- [What to do]
Could you rescale the entries below? Write out every line of them again in full, multiplying each xmin, ymin, xmax and ymax coordinate by 0.95 and rounding to whole numbers, with halves rounding up.

#### Record set

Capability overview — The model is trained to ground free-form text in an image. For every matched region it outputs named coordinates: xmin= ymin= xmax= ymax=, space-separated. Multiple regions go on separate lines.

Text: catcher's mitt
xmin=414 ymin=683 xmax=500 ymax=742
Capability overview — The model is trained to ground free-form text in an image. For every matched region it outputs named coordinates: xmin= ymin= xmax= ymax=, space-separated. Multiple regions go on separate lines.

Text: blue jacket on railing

########

- [Exercise solution]
Capability overview — The model is trained to ground free-form text in an image. For every matched region it outputs named coordinates: xmin= ymin= xmax= ymax=, space-separated. Multiple regions go on separate lines.

Text: catcher's mitt
xmin=393 ymin=649 xmax=475 ymax=705
Capability overview — The model is trained to ground free-form text in an image. For every matched region it outputs named coordinates: xmin= ymin= xmax= ymax=, space-separated. Multiple regions go on separate lines.

Text: blue jacket on railing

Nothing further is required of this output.